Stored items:

▬▬▬

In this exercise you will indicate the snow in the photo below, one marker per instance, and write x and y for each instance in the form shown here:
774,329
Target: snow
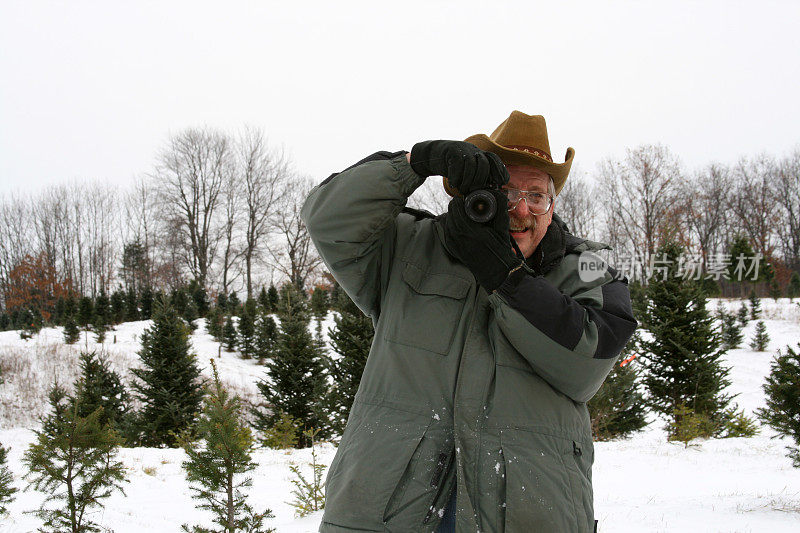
640,484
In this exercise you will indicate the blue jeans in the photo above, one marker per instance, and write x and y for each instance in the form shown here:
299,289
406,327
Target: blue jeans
448,523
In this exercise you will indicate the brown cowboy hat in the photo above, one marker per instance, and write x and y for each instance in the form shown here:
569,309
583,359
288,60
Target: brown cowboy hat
522,140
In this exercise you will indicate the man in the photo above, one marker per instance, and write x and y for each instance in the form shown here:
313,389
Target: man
488,342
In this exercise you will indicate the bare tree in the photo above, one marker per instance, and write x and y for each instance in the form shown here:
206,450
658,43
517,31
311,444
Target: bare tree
704,198
639,192
264,175
228,228
577,205
787,195
295,255
753,203
191,172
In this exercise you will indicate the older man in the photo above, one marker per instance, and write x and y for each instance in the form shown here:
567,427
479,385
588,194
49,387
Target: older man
488,340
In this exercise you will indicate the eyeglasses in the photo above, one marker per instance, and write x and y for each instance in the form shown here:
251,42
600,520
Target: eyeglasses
538,202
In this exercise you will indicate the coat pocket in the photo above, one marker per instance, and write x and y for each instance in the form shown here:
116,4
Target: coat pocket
545,490
368,468
426,310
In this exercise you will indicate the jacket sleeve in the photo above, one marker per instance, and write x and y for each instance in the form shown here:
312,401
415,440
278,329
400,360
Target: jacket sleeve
570,340
351,220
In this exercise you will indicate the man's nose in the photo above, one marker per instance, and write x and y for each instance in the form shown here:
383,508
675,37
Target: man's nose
521,209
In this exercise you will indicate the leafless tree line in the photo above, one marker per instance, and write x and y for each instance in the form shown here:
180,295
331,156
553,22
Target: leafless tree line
218,208
637,202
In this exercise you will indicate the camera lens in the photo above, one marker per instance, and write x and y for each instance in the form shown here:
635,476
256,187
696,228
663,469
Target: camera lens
480,206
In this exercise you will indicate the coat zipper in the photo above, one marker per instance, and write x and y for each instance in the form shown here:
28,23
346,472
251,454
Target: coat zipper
443,465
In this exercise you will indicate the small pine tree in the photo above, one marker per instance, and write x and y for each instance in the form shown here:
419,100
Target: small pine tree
85,312
71,331
351,338
118,307
266,333
214,322
309,495
319,303
297,384
263,301
282,435
730,332
687,425
190,314
229,335
72,462
100,386
131,306
775,289
216,465
684,357
793,290
755,305
234,304
7,488
168,384
761,339
783,399
273,296
146,303
246,334
743,316
617,409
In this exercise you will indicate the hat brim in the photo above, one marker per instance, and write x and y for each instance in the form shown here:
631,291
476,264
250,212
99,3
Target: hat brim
509,156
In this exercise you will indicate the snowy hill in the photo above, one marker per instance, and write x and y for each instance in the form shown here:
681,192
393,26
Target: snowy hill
640,484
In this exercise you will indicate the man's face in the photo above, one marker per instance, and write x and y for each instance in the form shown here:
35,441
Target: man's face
526,228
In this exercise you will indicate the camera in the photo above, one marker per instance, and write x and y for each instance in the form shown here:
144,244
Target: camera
480,206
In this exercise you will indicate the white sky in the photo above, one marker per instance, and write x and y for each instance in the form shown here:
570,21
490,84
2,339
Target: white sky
91,90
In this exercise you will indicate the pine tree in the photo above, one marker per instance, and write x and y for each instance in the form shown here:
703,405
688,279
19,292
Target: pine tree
793,291
743,316
100,386
214,322
319,303
684,358
229,335
774,289
309,495
263,301
755,305
233,304
147,300
351,338
783,399
168,385
85,312
190,314
118,307
216,466
617,409
761,339
71,331
272,293
246,334
730,332
72,462
297,384
7,488
265,336
131,306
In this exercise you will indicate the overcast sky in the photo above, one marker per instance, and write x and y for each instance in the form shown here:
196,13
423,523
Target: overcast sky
91,90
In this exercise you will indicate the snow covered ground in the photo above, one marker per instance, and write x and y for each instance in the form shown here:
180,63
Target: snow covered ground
643,484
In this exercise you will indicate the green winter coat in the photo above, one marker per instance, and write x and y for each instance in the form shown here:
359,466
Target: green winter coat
485,391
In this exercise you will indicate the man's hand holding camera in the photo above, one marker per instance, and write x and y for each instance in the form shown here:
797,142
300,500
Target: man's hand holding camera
482,243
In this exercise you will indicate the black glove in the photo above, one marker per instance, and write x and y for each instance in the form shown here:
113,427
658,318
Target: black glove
466,167
486,249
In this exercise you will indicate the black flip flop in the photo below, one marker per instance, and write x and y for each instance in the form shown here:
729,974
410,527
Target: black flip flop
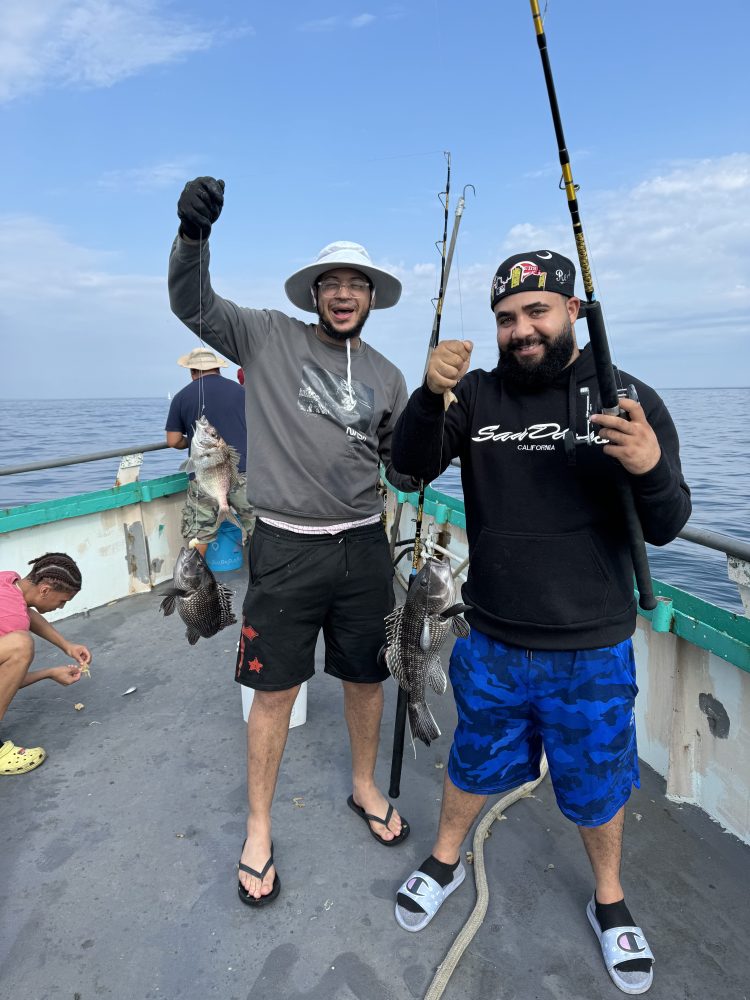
368,818
245,896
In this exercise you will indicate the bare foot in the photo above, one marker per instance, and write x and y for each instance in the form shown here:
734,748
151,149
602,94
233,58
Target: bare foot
255,854
372,800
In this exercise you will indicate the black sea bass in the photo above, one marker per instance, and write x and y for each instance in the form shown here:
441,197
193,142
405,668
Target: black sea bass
215,466
414,635
203,604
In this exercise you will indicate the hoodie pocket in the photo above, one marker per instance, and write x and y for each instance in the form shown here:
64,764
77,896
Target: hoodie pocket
549,580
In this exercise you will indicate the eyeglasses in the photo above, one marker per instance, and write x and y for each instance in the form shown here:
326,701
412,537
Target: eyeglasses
332,286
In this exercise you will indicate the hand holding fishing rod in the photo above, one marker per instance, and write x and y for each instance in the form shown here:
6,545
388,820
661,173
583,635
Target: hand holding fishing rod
447,365
611,401
199,206
632,440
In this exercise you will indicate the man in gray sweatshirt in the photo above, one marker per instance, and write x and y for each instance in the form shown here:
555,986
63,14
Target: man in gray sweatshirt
320,405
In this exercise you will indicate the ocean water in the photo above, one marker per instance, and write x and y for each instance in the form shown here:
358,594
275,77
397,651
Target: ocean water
715,454
712,424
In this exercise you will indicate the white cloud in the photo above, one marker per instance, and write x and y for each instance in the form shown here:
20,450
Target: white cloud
333,23
151,178
670,257
90,43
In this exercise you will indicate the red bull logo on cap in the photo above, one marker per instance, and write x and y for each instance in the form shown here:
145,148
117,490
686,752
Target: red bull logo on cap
526,269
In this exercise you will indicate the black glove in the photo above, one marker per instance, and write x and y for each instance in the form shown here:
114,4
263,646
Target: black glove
199,206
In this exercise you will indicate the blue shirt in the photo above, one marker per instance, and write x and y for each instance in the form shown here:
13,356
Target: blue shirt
223,406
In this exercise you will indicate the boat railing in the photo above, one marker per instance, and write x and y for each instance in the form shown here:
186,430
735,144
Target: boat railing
736,550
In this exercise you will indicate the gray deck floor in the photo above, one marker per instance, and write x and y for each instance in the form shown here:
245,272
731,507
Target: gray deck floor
117,869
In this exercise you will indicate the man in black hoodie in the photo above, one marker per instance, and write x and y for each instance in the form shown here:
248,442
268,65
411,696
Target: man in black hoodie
549,663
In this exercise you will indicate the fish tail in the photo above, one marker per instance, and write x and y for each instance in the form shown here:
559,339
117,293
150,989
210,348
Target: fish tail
422,723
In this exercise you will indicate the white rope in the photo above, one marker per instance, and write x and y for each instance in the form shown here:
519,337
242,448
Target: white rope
472,925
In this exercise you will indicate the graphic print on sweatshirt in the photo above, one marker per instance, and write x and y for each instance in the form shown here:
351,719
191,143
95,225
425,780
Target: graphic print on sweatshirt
328,395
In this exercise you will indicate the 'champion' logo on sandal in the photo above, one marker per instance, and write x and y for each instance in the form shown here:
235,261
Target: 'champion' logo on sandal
628,941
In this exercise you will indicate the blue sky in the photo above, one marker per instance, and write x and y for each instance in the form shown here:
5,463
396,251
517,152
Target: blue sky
329,122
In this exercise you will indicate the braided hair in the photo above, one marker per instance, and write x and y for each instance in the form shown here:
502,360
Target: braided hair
56,569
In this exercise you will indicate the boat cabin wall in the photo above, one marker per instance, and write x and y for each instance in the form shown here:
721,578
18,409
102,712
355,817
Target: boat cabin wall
120,551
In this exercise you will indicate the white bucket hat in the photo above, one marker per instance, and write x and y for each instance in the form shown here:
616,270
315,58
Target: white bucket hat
202,360
342,254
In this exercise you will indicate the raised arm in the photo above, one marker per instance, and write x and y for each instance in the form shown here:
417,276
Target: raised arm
647,446
232,330
427,436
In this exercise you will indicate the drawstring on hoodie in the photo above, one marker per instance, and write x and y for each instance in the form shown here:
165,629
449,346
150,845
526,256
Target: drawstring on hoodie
349,373
570,434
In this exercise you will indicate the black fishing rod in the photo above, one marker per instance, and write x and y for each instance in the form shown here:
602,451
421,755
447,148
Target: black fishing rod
605,375
399,727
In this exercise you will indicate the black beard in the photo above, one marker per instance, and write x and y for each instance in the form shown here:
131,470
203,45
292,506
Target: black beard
557,355
337,334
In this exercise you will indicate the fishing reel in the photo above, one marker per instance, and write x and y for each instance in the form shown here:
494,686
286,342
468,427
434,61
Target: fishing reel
590,437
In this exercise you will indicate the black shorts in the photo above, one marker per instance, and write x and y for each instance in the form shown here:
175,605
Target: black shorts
301,583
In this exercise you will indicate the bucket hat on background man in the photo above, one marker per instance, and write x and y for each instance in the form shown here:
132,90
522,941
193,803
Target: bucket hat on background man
202,360
342,254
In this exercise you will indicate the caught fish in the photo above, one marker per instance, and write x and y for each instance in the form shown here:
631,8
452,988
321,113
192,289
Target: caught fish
203,604
414,635
215,465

▬▬▬

*The exercise*: Repeat only the lines running from the line that contains "In this exercise you will indicate the fishing" through the last line above, inclusive.

*Response*:
In this exercise you will indicate the fishing reel in the photo above, one marker per instance, and write x and y for each instance in the form shown here:
494,686
286,342
468,427
434,61
Target: fishing reel
590,437
In this exercise you will indicate the black shorts in the photo above, one marker per instance, and write x and y for each instance in the form shown here:
175,605
Target: black shorts
301,583
In this exercise you will indicate the bucket hat on background man in the photo above, one marker per instance, and write x and y for each instance in the form shown here:
132,90
522,941
193,803
Target: bucket hat on background man
202,360
342,254
In this exercise you will indicate the caught fish in the photo above, one marker per instance, and write x and y for each instance in the form shown here:
631,8
452,988
321,113
192,289
Target: caught fish
203,604
414,635
215,465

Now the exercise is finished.